§ **TO DO**: The word "correct": say how many lines of the data below contain it, and give the number alone.

§ **THE INPUT**:
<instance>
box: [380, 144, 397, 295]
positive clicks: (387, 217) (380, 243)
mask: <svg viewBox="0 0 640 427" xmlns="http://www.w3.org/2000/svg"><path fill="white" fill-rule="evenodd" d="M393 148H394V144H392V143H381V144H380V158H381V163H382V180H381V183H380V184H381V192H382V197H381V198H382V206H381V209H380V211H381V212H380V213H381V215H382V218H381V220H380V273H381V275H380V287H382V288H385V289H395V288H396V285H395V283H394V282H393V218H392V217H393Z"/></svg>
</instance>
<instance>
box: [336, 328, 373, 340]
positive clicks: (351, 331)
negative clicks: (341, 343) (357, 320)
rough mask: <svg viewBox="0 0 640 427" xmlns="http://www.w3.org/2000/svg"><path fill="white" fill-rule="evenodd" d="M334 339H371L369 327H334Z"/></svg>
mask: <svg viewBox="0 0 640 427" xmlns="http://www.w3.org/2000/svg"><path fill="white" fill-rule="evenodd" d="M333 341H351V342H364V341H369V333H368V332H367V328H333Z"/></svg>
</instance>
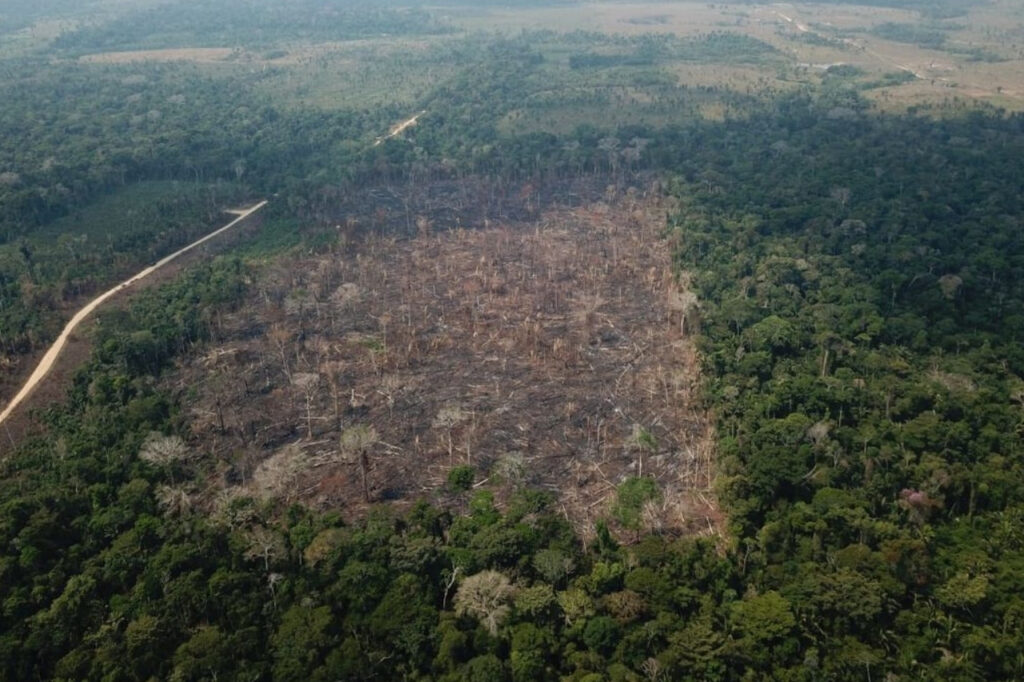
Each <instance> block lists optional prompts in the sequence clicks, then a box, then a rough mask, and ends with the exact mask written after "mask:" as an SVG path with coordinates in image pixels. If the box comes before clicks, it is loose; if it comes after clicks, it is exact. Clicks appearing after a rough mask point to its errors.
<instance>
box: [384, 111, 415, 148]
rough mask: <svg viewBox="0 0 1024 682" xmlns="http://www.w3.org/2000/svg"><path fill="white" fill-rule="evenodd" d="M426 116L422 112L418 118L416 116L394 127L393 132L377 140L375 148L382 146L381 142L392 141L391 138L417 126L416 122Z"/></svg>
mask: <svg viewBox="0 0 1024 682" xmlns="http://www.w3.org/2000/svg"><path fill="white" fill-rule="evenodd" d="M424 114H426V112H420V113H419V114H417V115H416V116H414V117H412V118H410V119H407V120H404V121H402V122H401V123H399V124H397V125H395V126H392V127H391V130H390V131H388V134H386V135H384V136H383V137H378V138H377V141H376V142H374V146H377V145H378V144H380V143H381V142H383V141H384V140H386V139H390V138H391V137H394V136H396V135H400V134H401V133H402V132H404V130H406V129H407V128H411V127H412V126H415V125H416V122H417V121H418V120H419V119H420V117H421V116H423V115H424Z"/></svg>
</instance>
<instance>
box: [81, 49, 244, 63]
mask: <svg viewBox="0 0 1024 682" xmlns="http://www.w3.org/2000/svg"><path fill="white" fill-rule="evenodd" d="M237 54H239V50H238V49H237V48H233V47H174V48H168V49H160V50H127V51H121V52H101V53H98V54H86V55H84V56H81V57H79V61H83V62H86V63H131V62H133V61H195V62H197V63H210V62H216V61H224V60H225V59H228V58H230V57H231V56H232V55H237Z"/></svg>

* * *

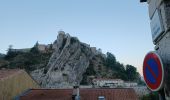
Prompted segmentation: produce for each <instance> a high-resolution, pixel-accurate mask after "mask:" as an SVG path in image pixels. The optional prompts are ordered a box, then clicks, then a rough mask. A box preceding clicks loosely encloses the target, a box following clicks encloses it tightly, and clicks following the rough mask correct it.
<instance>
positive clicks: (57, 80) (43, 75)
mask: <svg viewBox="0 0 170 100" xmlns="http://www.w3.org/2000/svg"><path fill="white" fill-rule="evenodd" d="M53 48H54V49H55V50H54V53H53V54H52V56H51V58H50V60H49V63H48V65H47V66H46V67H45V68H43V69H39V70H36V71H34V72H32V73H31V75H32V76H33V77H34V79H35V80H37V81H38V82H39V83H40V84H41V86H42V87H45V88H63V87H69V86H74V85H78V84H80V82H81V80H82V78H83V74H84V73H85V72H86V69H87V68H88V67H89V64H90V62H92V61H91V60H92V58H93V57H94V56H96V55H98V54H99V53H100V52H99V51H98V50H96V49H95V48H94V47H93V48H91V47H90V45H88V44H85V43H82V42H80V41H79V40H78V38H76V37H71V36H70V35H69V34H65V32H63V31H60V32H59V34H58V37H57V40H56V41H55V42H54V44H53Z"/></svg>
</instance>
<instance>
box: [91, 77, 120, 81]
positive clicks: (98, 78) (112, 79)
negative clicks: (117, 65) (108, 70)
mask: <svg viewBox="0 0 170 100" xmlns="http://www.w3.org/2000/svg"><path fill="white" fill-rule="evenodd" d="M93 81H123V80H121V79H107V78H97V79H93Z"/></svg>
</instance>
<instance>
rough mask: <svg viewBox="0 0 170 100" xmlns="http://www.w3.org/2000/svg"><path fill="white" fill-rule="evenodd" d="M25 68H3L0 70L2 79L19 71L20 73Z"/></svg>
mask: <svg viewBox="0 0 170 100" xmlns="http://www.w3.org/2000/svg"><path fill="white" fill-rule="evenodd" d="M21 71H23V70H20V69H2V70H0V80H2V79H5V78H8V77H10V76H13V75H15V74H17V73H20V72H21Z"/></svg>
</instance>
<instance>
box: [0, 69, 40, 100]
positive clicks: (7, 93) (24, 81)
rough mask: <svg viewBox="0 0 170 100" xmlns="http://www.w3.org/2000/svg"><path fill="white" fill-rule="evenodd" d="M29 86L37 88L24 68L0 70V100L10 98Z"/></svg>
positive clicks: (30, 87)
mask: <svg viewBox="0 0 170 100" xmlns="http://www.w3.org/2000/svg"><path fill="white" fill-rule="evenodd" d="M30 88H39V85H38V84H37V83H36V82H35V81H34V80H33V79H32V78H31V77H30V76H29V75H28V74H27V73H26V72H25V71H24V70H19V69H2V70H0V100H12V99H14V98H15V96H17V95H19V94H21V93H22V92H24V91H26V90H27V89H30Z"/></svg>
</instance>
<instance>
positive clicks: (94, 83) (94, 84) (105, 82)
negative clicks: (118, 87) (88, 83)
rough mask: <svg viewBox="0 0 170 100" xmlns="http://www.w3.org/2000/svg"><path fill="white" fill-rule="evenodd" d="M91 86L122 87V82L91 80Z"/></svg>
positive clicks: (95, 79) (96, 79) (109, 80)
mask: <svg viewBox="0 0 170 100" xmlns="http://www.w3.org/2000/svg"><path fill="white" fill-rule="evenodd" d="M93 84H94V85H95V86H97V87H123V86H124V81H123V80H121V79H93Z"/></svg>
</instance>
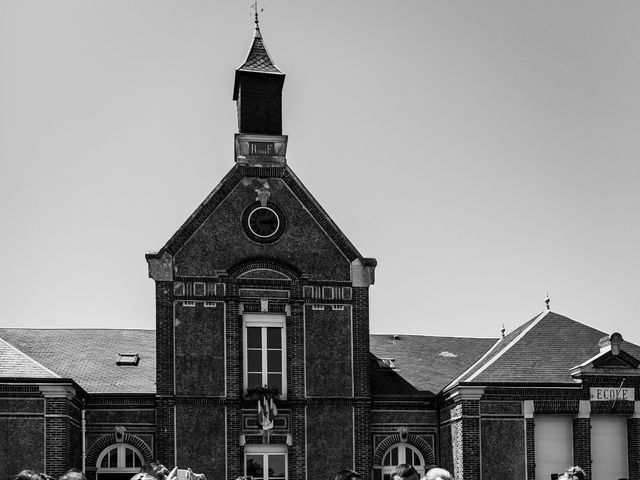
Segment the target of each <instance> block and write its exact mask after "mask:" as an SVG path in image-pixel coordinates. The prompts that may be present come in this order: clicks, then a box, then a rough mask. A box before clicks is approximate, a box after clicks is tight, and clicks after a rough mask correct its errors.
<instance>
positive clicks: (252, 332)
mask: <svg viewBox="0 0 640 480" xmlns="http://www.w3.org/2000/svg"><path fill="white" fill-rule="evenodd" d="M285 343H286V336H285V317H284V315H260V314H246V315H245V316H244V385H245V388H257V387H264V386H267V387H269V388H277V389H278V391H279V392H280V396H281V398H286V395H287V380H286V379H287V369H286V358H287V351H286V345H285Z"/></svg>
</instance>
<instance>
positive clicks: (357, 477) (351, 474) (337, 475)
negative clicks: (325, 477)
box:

--

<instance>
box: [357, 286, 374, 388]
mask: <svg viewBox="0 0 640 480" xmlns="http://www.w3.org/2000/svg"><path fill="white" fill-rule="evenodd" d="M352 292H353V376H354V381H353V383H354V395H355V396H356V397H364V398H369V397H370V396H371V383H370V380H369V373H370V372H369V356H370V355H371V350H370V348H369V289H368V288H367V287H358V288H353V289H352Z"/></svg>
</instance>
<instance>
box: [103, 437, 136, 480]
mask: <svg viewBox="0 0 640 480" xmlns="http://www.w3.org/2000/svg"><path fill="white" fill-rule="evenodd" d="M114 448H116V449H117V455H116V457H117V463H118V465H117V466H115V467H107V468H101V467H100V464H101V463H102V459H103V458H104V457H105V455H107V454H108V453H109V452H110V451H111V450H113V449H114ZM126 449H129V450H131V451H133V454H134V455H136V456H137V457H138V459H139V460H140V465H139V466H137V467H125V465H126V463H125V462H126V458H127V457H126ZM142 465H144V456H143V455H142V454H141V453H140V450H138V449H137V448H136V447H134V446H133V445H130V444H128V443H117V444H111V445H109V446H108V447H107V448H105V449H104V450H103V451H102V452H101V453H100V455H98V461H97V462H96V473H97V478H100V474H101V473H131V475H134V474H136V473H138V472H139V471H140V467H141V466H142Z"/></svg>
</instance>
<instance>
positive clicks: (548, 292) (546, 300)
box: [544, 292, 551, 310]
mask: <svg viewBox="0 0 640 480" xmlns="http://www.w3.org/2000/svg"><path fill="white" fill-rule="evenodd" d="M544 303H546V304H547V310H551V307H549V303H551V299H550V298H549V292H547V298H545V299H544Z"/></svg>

§ **RESULT BELOW**: 2